Challenge, Easy,  on  Kubernetes

Klustered: Level One

Welcome to Klustered: Level One. Someone left this cluster in a thoroughly broken state, and you've been handed the keys. Your job: fix it.

The Goal

Open the App tab in the playground UI. Right now it's blank, because nothing is reachable. You're aiming for two milestones:

  1. The app comes back to life. Once you've patched up the cluster, the App tab will show Rawkode tapping his watch, as if to say "any day now". The plumbing works, but you're still on the old version. Halfway there.
  2. The v2 upgrade lands. Roll the deployment forward to the v2 image and the watch-tapping is replaced with Rawkode's victory dance. That's the win.

Visually, you'll know you're done when the dancing starts.

Two Ways to Play

  • Hard mode. Just get it working. No hints, no peeking.
  • Guided mode. Work through it step by step, with each bug framed as a learning opportunity.

Pick your path below.


Getting Started

You'll be working from cplane-01. The admin kubeconfig is only readable by root, so the very first thing to do is switch users:

sudo su

Quick sanity check (you should see a node listed):

kubectl get nodes

If you get a permission or auth error, double-check you actually became root before running kubectl.


Hard Mode

You're on cplane-01. The cluster has several distinct problems: some obvious, some sneaky. Reach for whatever kubectl you'd use in the wild (get, describe, logs, events, explain) and keep the App tab open in another window so you can see the watch-tap appear when you get close.

Stop reading here if you want the full challenge.


Guided Mode

There are three planted bugs standing between you and a working cluster, plus a final step to actually perform the v1 -> v2 upgrade that the challenge is named after. Each bug teaches something different about Kubernetes. Work through them in order, or jump around if you spot something faster.

For each step, try the observation prompts first. Only open the hint blocks when you're stuck. They spoil the answer in stages: nudge, then concept, then fix.

Step 0: Get the Lay of the Land

Before changing anything, look at what exists.

kubectl get pods,svc,deploy
kubectl get events --sort-by=.lastTimestamp

What to notice:

  • Which pods are Running? Which are not, and what state are they stuck in?
  • Does the klustered service have endpoints? (kubectl get endpoints klustered)
  • Can you reach the app at all? (curl -s http://localhost:30000)
  • And out of curiosity, what does the App tab show right now? (Spoiler: not Rawkode, not yet.)

You should see at least one pod that never becomes Running, and a service with no endpoints. Those are two separate problems. There are more once you start digging.


Step 1: The Database Pod That Won't Schedule

Run kubectl get pods. The database-* pod is stuck in Pending. Normally that means insufficient resources or a taint, but kubectl describe pod will tell you the real reason.

Exercise aim: Render this sentence from the Kubernetes challenge page in Spanish: "Before changing anything, look at what exists."

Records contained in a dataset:
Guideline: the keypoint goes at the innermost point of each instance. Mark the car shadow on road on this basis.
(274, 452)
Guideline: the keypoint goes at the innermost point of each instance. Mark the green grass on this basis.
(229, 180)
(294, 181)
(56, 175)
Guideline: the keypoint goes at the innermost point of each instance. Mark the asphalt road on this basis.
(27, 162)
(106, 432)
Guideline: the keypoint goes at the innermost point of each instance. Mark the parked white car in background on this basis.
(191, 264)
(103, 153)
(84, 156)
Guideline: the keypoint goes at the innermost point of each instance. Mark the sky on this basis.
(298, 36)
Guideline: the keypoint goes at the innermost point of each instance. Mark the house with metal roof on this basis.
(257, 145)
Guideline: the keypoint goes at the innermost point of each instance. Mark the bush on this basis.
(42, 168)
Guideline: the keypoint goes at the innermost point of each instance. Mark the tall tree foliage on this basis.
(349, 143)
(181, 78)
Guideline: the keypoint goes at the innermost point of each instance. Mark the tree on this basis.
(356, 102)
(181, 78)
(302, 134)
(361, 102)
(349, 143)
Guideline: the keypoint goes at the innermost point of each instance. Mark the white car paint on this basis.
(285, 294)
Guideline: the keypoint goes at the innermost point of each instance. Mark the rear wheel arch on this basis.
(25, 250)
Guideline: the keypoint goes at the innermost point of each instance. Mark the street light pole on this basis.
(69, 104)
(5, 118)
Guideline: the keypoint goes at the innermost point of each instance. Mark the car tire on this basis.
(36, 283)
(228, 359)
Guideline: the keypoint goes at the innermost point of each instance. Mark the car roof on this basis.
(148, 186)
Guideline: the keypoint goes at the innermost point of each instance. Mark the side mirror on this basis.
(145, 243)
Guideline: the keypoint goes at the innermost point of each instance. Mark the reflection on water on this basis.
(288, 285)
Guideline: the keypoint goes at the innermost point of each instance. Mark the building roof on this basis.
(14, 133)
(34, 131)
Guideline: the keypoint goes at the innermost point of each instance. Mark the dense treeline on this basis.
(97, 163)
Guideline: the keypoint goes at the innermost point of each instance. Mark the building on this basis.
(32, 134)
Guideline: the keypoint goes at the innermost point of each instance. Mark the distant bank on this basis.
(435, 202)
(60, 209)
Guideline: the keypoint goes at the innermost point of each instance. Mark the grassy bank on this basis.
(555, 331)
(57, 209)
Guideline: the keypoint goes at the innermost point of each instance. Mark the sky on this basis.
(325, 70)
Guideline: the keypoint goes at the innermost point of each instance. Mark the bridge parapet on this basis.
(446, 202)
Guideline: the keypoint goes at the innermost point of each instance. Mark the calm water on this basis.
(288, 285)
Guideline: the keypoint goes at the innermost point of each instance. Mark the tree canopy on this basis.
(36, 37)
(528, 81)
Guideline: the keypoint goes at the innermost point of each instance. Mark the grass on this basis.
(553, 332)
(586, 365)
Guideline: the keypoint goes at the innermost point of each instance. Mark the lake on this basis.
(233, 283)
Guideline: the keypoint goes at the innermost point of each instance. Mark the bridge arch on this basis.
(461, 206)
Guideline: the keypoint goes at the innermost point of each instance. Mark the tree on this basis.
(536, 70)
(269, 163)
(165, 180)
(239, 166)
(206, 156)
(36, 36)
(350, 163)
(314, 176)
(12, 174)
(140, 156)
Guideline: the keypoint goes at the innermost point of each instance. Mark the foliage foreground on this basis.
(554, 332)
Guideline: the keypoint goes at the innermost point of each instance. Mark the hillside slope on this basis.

Answer to this task: Antes de cambiar nada, observa lo que existe.